---------- Data ----------
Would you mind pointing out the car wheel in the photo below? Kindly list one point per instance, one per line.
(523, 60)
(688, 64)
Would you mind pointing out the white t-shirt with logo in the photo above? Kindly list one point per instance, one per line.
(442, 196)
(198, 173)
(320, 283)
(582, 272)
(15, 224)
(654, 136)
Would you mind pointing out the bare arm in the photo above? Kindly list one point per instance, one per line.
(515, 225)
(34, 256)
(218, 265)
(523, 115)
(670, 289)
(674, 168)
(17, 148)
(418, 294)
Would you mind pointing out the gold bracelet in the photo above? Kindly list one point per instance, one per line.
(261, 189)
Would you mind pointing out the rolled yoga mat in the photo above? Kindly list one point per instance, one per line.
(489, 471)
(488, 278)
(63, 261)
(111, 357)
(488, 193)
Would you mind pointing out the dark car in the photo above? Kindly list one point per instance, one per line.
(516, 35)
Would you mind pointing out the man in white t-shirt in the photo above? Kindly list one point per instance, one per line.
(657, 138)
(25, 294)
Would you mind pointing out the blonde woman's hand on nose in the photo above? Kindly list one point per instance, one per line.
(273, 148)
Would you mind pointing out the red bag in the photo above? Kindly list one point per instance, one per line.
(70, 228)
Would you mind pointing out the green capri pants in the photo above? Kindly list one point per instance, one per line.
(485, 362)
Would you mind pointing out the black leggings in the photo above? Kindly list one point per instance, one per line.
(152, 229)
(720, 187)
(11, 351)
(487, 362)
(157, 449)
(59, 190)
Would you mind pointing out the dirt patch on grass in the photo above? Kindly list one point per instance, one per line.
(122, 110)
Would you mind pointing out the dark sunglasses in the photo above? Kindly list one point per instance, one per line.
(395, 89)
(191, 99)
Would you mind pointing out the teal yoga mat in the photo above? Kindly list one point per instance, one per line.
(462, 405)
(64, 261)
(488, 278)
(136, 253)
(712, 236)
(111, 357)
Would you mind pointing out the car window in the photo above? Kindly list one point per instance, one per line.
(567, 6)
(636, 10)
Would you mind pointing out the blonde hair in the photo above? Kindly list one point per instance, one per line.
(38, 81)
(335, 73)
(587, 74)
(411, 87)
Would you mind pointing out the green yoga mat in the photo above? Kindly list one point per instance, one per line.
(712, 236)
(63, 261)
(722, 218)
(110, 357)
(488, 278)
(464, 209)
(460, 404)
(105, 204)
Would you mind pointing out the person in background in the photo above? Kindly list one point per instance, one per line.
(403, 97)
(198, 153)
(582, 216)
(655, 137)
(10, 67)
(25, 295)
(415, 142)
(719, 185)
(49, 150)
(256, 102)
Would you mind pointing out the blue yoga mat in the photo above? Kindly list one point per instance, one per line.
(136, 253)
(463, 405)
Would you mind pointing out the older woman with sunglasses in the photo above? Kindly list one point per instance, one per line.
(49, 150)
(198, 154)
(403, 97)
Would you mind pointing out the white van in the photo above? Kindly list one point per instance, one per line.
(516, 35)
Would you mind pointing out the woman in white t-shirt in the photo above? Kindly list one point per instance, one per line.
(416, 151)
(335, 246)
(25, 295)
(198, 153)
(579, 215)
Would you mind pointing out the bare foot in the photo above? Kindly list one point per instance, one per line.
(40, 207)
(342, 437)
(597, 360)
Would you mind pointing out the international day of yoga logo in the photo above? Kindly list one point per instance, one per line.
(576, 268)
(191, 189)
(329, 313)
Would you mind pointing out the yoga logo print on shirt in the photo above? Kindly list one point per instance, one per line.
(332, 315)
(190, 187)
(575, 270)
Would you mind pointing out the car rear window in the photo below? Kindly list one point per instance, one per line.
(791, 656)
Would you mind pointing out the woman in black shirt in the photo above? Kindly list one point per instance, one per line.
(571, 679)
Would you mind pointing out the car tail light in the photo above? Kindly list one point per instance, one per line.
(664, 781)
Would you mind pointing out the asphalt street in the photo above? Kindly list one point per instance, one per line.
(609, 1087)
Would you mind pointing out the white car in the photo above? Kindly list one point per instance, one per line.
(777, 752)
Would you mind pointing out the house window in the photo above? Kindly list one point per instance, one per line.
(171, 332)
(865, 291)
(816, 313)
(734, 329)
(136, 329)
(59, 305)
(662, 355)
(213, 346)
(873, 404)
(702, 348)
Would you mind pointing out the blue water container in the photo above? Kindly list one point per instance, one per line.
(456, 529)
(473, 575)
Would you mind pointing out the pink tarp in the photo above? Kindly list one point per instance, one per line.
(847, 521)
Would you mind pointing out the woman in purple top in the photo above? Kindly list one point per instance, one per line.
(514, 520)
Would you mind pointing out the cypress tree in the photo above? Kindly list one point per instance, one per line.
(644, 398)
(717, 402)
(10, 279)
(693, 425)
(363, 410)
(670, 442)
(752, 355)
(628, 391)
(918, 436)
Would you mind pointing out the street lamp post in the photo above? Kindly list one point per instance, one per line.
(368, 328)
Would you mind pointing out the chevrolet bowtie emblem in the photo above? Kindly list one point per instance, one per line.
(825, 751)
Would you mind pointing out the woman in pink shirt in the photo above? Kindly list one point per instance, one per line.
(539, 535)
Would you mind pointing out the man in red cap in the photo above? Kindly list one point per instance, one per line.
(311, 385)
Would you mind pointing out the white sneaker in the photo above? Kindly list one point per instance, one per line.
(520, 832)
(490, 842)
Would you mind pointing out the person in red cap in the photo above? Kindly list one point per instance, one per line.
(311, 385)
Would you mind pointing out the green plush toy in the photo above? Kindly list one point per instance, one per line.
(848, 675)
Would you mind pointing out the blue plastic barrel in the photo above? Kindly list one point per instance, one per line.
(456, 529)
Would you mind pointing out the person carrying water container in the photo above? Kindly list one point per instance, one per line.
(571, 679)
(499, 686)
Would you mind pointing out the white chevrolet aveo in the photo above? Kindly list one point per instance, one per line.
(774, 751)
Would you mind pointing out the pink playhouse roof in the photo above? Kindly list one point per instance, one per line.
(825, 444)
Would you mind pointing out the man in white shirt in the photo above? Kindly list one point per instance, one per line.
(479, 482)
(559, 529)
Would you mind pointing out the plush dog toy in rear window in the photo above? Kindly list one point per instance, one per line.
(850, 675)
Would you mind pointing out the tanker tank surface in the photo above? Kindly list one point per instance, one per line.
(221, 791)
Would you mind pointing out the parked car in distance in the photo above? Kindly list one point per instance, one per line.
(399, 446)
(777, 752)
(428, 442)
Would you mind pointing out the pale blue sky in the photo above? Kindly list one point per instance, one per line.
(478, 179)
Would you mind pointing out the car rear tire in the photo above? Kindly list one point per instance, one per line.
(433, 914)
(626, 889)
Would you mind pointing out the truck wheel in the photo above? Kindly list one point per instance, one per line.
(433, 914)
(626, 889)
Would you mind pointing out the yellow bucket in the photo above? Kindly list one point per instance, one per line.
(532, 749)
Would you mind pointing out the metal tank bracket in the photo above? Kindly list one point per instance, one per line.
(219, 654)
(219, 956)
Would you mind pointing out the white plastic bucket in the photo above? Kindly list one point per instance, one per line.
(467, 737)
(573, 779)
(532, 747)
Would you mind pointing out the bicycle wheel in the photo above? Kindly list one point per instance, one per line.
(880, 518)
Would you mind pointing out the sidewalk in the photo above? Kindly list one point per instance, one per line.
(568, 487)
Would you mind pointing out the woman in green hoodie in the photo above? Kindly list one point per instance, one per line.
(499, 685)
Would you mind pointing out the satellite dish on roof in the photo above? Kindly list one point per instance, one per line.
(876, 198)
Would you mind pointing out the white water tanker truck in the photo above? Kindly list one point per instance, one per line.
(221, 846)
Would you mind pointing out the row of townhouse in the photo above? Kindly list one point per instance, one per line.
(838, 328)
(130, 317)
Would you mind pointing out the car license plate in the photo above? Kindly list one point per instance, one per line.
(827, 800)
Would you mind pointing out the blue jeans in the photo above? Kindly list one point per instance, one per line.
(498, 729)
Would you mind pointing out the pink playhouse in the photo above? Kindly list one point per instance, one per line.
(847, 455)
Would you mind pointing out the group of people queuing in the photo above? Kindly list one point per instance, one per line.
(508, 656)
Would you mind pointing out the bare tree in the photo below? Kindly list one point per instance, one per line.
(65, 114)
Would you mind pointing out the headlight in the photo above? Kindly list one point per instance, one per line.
----------
### Exercise aim
Write out again everything from the line containing "Would you mind pointing out the bicycle" down to the last of the entries, requests included. Offset every coordinate in the answers by adding 99 to each number.

### Task response
Would you mind pointing out the bicycle wheel in the photo above? Kindly list one point per instance, one per line.
(979, 617)
Would you mind pointing out the sidewalk in the photo above? Kindly list one point per instance, one per line.
(667, 586)
Would you mind pointing out the woman in green hoodie in the photo above? Kindly list one point per instance, one per line.
(598, 784)
Would you mind pointing out the satellite dish on roof in the photo above? Kindly list one point per instance, one per line.
(975, 297)
Would you mind pointing out the white water tanker truck in the photo above? Kindly list one point per instance, one per line.
(320, 945)
Would you mind pointing out the row of townhouse in the photo above? Kindly list one point per instance, one per line.
(937, 427)
(229, 416)
Would you mind pointing out the car license plate in the photo above? Kindly list one point per instance, one per line.
(926, 899)
Would you mind pointing out the blue jeans in the photo above? Kindly list one point per instance, one per line.
(597, 828)
Would you mind pointing out the pink playhouse in the photo above? Kindly list one point per instance, one per line.
(946, 554)
Would you mind pointing out the group of people queuing in the photo above? Kindly list one point per instance, one per line.
(607, 755)
Would you mind pointing out the bare tree in the photo below? Kindly list one point per instance, one per line.
(164, 213)
Would you mind pointing out the headlight in the photo above? Kindly list one point per instance, one per line.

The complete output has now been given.